Buona ristorazione, a basso costo. È l’ultima carta a disposizione dei ristoratori per ridurre, oggigiorno, il rischio imprenditoriale. Regola, questa, alla quale sembrano sottostare anche i grandi chef che, sempre più spesso, si ritrovano a fare i conti con pizzerie, wine bar o trattorie griffate, con un unico grande intento: far quadrare i conti delle loro aziende.
Discorso che calza ancor più a pennello se si parla di un paese come la Spagna, in cui l’impennata economica (sfruttata comunque nel miglior modo possibile) e il benessere di un decennio fa sono ormai soltanto un ricordo.
Il grandissimo Quique Dacosta ha quindi studiato delle formule -sulla carta vincenti- sfruttando le sue capacità di brillante ristoratore, su una piazza in cui la domanda è decisamente più alta rispetto alla tutt’altro che frenetica vita di provincia.
Sul solco tracciato dai soliti fratelli Adria’ – che a nostro avviso restano ancora la pietra filosofale del tapas bar “creativo” – ecco partorire l’idea di Vuelve Carolina, un divertente ristorante/taperia nel cuore di Valencia. Ubicato nello stesso stabile di El Poblet, succursale cittadina del più famoso ristorante di Denia che, insieme al nuovo Mercat Bar, completa il piccolo impero gastronomico della Daco & Co.
Vuelve Carolina è un locale dall’atmosfera stranamente più nordica che latina.
Lunghissimo bancone di legno all’ingresso e una saletta più raccolta, con un allestimento di piante grasse sulle pareti di legno chiaro.

Materiale fornito:
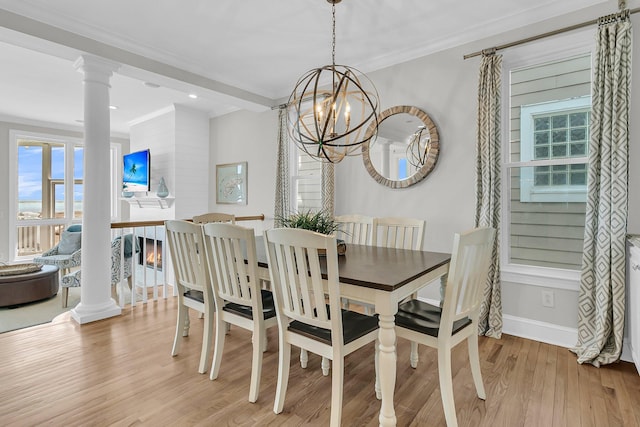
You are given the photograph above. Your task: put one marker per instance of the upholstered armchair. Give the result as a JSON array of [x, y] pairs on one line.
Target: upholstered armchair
[[73, 280], [66, 254]]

Compiti:
**A)** Copi dalla pagina tutto il testo compreso tra "Discorso che calza" e "vita di provincia.", incluse entrambe le espressioni.
**B)** Risponda in base alla pagina:
(i) Di quale paese si afferma che l'impennata economica e il benessere di un decennio fa sono ormai soltanto un ricordo?
(ii) In quale stabile è ubicato Vuelve Carolina?
(iii) Che cosa si trova all'ingresso di Vuelve Carolina?

Risposte per compito:
**A)**
Discorso che calza ancor più a pennello se si parla di un paese come la Spagna, in cui l’impennata economica (sfruttata comunque nel miglior modo possibile) e il benessere di un decennio fa sono ormai soltanto un ricordo.
Il grandissimo Quique Dacosta ha quindi studiato delle formule -sulla carta vincenti- sfruttando le sue capacità di brillante ristoratore, su una piazza in cui la domanda è decisamente più alta rispetto alla tutt’altro che frenetica vita di provincia.

**B)**
(i) La Spagna.
(ii) Nello stesso stabile di El Poblet.
(iii) Un lunghissimo bancone di legno.